(Beginning of Data provided)

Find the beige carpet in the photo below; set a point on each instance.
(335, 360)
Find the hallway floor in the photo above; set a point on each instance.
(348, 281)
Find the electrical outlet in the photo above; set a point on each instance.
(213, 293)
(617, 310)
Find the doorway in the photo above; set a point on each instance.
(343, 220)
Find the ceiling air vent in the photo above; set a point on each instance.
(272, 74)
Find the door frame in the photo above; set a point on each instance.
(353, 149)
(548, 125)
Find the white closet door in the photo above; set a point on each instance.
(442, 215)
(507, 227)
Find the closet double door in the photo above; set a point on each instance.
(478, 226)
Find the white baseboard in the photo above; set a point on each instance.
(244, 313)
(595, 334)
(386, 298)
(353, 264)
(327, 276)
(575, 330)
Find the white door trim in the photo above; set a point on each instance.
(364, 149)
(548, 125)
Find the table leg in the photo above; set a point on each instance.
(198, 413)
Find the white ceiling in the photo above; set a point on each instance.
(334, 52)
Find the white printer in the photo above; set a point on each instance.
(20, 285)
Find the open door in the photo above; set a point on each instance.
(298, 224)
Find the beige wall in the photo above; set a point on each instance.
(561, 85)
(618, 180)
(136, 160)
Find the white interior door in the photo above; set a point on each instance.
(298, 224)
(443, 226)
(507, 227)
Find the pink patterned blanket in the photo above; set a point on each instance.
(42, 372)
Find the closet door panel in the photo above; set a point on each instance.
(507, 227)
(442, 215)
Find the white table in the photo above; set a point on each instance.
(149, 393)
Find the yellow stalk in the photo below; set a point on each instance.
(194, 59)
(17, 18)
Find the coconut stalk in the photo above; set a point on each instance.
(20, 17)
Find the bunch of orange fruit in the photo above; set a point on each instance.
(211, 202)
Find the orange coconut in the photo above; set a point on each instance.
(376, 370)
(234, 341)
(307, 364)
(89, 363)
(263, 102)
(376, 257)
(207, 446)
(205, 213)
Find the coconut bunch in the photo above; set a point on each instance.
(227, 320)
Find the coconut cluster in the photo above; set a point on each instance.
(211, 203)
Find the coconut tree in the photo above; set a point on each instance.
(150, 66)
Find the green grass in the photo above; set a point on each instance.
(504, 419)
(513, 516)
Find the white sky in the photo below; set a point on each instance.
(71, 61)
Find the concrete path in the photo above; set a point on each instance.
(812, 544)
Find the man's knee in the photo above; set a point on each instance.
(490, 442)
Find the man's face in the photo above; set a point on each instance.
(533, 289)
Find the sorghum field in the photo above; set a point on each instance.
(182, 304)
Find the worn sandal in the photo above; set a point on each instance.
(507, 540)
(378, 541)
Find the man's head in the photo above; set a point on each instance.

(End of Data provided)

Work task. Begin with the line that contains "Find the coconut tree" and end with the last line of the records; set down every line in that span exactly, and nothing else.

Response.
Find the coconut tree in the photo above; set a point on each instance.
(150, 66)
Find the green grass in the photo above; set a point on each instance.
(504, 419)
(513, 516)
Find the white sky in the photo below; set a point on each instance.
(71, 61)
Find the concrete path in the photo above; set a point on each instance.
(812, 544)
Find the man's knee in the photo above; set a point on each instance.
(490, 442)
Find the man's face in the photo above; set a point on each instance.
(533, 289)
Find the sorghum field in the photo above; set a point on each instance.
(182, 304)
Find the worn sandal in the photo above; set a point on each instance.
(507, 540)
(378, 541)
Find the man's head in the photo above; set a point on each instance.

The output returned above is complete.